┌─ EXTRAIT DU DOCUMENT
Comme je l’ai dit, le travail des acteurs et incroyable. Et déjà les deux précédents films avaient mis la barre très haute. Mais là, on atteint des sommets du genre. Tous les singes, adultes du moins, sont bluffant de réalisme, et cela même lorsqu’ils sont au fond de l’écran. Et en gros plan, cela devient tellement incroyable qu’il est presque impossible de déterminer si c’est du maquillage, des animatroniques, un mélange des deux ; alors qu’ils n’ont utilisé que des images de synthèse. Le rendu de la peau (quand le visage de César rougit de fureur), le rendu de la fourrure selon si elle est mouillée, sec, à l’ombre, au soleil, pleine de poussière ou de neige… Le mouvement également des singes, extrêmement réalistes là encore, fluides, naturels. C’est tout simplement bluffant ; faisant d’eux les créatures numériques les plus crédibles que j’ai pu voir. Si on en arrive à pratiquement pouvoir tromper l’œil humain même en gros plan, on a définitivement passé un cap.
└─
┌─ SECTION DES DONNÉES
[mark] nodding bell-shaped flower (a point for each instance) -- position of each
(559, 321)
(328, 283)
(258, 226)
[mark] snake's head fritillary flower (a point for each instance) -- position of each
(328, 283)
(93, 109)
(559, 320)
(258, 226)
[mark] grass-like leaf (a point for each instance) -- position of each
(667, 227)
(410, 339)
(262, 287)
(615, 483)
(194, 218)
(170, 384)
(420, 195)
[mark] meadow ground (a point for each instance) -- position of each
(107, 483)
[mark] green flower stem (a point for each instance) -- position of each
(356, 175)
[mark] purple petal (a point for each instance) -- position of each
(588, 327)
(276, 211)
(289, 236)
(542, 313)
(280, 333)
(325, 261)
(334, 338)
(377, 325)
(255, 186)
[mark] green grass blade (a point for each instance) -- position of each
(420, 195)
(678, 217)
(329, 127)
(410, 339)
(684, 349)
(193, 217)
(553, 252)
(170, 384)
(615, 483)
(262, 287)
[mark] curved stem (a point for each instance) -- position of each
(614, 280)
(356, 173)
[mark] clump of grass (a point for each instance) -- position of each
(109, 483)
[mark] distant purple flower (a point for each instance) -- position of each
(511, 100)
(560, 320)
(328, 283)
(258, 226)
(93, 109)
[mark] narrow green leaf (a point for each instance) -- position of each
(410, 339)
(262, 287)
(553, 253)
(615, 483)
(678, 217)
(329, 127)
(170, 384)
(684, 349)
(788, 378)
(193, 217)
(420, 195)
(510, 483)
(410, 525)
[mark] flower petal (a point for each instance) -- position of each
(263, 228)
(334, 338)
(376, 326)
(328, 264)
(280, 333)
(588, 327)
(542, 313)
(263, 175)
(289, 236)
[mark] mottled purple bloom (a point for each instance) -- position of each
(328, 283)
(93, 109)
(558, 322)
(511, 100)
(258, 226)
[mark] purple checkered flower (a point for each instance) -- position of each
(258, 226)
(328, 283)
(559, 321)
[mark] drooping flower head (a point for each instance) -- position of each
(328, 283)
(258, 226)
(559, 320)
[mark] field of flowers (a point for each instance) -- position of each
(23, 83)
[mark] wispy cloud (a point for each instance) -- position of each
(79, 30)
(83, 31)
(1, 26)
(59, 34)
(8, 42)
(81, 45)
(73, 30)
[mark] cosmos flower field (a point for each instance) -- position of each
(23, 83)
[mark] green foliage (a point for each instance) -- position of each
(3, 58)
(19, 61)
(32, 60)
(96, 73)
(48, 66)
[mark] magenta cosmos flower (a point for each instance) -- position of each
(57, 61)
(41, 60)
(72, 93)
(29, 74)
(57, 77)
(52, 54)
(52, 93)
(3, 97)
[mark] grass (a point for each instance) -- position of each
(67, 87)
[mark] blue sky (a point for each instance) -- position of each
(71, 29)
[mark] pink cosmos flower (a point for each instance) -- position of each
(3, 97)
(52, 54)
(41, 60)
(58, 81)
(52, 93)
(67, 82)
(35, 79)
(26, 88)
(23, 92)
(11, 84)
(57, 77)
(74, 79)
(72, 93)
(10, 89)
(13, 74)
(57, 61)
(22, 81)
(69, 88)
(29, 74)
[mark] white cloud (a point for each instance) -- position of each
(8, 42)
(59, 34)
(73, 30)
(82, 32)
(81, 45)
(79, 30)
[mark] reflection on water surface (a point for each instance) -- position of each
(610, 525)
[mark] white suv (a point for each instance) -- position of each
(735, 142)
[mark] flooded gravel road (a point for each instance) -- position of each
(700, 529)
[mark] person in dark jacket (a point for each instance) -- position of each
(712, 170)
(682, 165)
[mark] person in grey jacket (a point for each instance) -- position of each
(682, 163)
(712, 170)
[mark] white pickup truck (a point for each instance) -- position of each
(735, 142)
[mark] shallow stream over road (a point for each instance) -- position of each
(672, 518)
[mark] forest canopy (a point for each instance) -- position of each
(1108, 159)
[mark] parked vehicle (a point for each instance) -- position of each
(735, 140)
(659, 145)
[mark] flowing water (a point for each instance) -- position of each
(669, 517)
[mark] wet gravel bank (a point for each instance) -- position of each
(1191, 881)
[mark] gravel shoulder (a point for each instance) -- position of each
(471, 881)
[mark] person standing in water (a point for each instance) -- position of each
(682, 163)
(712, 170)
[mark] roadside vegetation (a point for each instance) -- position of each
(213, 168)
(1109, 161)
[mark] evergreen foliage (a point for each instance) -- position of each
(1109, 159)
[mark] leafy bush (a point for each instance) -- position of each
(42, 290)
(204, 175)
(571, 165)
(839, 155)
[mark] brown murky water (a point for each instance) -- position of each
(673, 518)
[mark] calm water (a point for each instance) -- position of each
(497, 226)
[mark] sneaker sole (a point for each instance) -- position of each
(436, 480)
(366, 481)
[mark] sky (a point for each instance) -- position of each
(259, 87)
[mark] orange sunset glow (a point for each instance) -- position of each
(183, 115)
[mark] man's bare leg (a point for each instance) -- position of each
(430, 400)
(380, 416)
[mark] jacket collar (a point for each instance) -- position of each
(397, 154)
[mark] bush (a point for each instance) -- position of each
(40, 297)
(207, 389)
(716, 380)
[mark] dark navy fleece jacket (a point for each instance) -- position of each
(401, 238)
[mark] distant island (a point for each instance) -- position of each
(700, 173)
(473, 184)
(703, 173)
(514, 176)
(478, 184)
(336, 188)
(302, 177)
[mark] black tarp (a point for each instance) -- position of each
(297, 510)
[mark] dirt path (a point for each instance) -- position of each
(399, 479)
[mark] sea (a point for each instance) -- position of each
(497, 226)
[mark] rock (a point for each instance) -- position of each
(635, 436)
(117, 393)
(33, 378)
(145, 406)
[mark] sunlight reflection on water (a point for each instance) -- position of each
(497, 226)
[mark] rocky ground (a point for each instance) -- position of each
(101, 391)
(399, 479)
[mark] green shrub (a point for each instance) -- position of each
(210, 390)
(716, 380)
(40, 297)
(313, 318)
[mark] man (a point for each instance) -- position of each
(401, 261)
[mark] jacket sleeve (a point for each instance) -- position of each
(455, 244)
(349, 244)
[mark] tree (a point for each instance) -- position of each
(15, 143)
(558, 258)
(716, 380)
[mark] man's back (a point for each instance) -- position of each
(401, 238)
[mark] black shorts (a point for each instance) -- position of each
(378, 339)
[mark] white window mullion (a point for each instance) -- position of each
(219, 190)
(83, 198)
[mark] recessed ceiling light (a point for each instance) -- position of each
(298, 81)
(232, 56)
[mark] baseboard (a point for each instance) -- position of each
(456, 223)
└─
# TÂCHES À RÉALISER
1/ D'après la critique de film, par quel moyen les singes ont-ils été créés à l'écran ?
2/ Traduisez en anglais la phrase suivante de la critique de film : « Et déjà les deux précédents films avaient mis la barre très haute. »
3/ Prolongez la critique consacrée aux singes numériques du film en reprenant après sa dernière phrase.

# RÉPONSES DE L'EXERCICE
1/ Uniquement avec des images de synthèse.

2/ And the two previous films had already set the bar very high.

3/
Même si je n’en donne pas vraiment l’impression, ce film est vraiment super. Son histoire, malgré ses défauts, est prenante et l’ambiance créée nous y plonge et on n’en sort que difficilement. Son casting est impeccable et techniquement, c’est une référence pour le cinéma. Matt Reeves conclut ici avec brio cette franchise reboot qui, sur le papier, n’avait absolument pas le potentiel au départ pour devenir l’une des meilleures franchises des dernières années, et sans doute les meilleurs reboot dans cette période plus que faste. Et Reeves se permet quand même de nous offrir le meilleur film de la trilogie.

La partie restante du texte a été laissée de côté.